- **Given request**:
Arrange every one of the lines below as a Markdown table with two columns, Row and Line, giving each line a row number and skipping blank lines.

- **Records for the task**:
--------------------

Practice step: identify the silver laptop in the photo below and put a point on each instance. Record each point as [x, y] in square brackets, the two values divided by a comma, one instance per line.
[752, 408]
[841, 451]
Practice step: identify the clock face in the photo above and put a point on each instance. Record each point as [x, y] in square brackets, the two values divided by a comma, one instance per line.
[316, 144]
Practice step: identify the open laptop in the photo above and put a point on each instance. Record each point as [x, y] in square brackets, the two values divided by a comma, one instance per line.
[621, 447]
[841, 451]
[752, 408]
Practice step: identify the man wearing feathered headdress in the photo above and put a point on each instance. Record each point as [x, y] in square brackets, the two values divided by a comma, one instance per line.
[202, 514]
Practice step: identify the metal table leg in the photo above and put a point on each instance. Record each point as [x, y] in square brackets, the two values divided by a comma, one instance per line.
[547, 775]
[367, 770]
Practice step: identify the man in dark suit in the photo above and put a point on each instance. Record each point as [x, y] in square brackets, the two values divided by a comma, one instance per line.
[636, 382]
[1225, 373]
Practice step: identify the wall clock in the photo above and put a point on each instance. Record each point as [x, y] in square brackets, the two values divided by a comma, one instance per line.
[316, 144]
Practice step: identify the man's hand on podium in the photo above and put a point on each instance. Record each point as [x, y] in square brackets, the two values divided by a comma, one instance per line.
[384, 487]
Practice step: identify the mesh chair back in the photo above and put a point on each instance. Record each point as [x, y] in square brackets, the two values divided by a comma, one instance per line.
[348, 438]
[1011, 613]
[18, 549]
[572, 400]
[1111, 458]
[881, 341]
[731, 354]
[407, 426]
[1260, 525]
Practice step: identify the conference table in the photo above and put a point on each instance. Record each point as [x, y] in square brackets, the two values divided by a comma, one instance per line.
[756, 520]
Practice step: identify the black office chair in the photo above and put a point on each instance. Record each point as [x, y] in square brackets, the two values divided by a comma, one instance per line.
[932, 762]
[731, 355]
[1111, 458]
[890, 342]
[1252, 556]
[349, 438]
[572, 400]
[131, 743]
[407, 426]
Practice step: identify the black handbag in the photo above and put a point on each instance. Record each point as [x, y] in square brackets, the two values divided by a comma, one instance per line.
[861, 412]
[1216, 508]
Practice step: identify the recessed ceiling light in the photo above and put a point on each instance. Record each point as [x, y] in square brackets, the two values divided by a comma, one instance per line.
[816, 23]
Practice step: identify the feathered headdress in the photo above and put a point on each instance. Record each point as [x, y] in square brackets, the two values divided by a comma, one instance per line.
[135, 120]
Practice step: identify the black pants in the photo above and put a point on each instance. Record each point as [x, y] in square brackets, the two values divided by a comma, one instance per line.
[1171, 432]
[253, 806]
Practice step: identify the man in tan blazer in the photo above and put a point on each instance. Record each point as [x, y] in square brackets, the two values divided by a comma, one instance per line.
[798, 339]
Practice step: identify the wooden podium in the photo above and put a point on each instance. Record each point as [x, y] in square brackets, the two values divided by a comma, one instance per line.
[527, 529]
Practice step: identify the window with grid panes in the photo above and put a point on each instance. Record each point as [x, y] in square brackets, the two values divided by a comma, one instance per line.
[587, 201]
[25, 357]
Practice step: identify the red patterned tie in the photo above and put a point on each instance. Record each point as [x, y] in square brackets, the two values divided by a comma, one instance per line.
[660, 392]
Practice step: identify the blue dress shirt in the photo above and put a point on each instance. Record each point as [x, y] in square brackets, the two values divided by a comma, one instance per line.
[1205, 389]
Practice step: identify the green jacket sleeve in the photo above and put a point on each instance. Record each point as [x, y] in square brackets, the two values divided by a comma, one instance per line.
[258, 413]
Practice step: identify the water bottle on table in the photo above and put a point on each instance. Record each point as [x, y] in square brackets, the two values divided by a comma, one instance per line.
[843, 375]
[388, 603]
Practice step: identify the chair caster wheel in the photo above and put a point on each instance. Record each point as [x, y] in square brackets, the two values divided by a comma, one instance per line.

--------------------

- **Response below**:
| Row | Line |
|---|---|
| 1 | Practice step: identify the silver laptop in the photo below and put a point on each instance. Record each point as [x, y] in square brackets, the two values divided by a comma, one instance per line. |
| 2 | [752, 408] |
| 3 | [841, 451] |
| 4 | Practice step: identify the clock face in the photo above and put a point on each instance. Record each point as [x, y] in square brackets, the two values divided by a comma, one instance per line. |
| 5 | [316, 144] |
| 6 | Practice step: identify the open laptop in the photo above and put a point on each instance. Record each point as [x, y] in square brackets, the two values divided by a comma, one instance per line. |
| 7 | [621, 447] |
| 8 | [841, 451] |
| 9 | [752, 408] |
| 10 | Practice step: identify the man wearing feathered headdress in the photo above and put a point on each instance. Record each point as [x, y] in square brackets, the two values divided by a comma, one instance per line. |
| 11 | [202, 514] |
| 12 | Practice step: identify the metal table leg in the photo above and put a point on each instance. Record each point as [x, y] in square brackets, the two values divided by a comma, one instance per line. |
| 13 | [547, 775] |
| 14 | [367, 770] |
| 15 | Practice step: identify the man in dark suit in the photo above and put a point on each instance. Record each point as [x, y] in square brackets, the two values divided by a comma, one instance per line. |
| 16 | [636, 382] |
| 17 | [1225, 373] |
| 18 | Practice step: identify the wall clock in the photo above and put a point on each instance. Record each point as [x, y] in square brackets, the two values divided by a comma, one instance per line. |
| 19 | [316, 144] |
| 20 | Practice step: identify the man's hand on podium in the photo above and put a point on each instance. Record each point as [x, y] in square brackets, the two values divided by a comma, one instance per line. |
| 21 | [384, 487] |
| 22 | Practice step: identify the mesh chair back in the photo above and put a point on each instance. Record each point as [x, y] in square brackets, the two values divided by a comma, one instance per line. |
| 23 | [348, 438] |
| 24 | [1011, 613] |
| 25 | [18, 549] |
| 26 | [572, 400] |
| 27 | [1111, 458] |
| 28 | [881, 341] |
| 29 | [731, 354] |
| 30 | [407, 426] |
| 31 | [1260, 525] |
| 32 | Practice step: identify the conference table in the photo above and put a point on each instance. Record each point as [x, y] in square brackets, the two values divided by a comma, one instance per line. |
| 33 | [756, 520] |
| 34 | Practice step: identify the black office chair in the photo above and put a point on each instance. Record each point as [x, y] in square brackets, the two values divided by a comma, one instance per line. |
| 35 | [932, 762] |
| 36 | [731, 355] |
| 37 | [1111, 458] |
| 38 | [890, 342] |
| 39 | [1252, 556] |
| 40 | [349, 438] |
| 41 | [572, 400] |
| 42 | [131, 743] |
| 43 | [407, 426] |
| 44 | Practice step: identify the black handbag in the photo above and put a point on each instance. Record each point as [x, y] in square brackets, the two values divided by a comma, one instance per line. |
| 45 | [861, 412] |
| 46 | [1216, 508] |
| 47 | Practice step: identify the recessed ceiling light in the photo above and put a point on each instance. Record each point as [x, y] in square brackets, the two values divided by a comma, one instance per line. |
| 48 | [816, 23] |
| 49 | Practice step: identify the feathered headdress in the photo above and put a point on each instance. Record each point as [x, y] in square brackets, the two values divided by a comma, one instance per line. |
| 50 | [135, 120] |
| 51 | Practice step: identify the black pants in the photo above and put a point on each instance. Record each point as [x, y] in square brackets, the two values divided by a comma, one instance per line. |
| 52 | [1171, 432] |
| 53 | [253, 806] |
| 54 | Practice step: identify the man in tan blazer in the photo above and put a point on each instance. Record each point as [x, y] in square brackets, the two values divided by a comma, one instance per line. |
| 55 | [798, 339] |
| 56 | Practice step: identify the wooden podium in the photo above and put a point on each instance. Record each point as [x, y] in square brackets, the two values divided by a comma, one instance per line. |
| 57 | [527, 529] |
| 58 | Practice step: identify the window with grid panes in the photo above and put a point on each instance. Record each point as [x, y] in square brackets, the two values divided by a comma, one instance per line. |
| 59 | [587, 201] |
| 60 | [25, 357] |
| 61 | Practice step: identify the red patterned tie in the photo above and put a point on each instance. Record each point as [x, y] in square brackets, the two values divided by a comma, one instance per line. |
| 62 | [660, 392] |
| 63 | Practice step: identify the blue dress shirt in the photo above and put a point on each instance. Record each point as [x, y] in square brackets, the two values divided by a comma, one instance per line. |
| 64 | [1205, 389] |
| 65 | Practice step: identify the green jacket sleeve in the photo above and put a point on each instance. Record each point as [x, y] in square brackets, the two values divided by a comma, one instance per line. |
| 66 | [258, 413] |
| 67 | Practice step: identify the water bottle on table in the photo above and put a point on each instance. Record each point as [x, y] in square brackets, the two values divided by a comma, one instance per line. |
| 68 | [843, 375] |
| 69 | [388, 603] |
| 70 | Practice step: identify the chair caster wheel in the photo above and put a point on each instance. Record each point as [x, y] in square brackets, the two values divided by a comma, one instance per line. |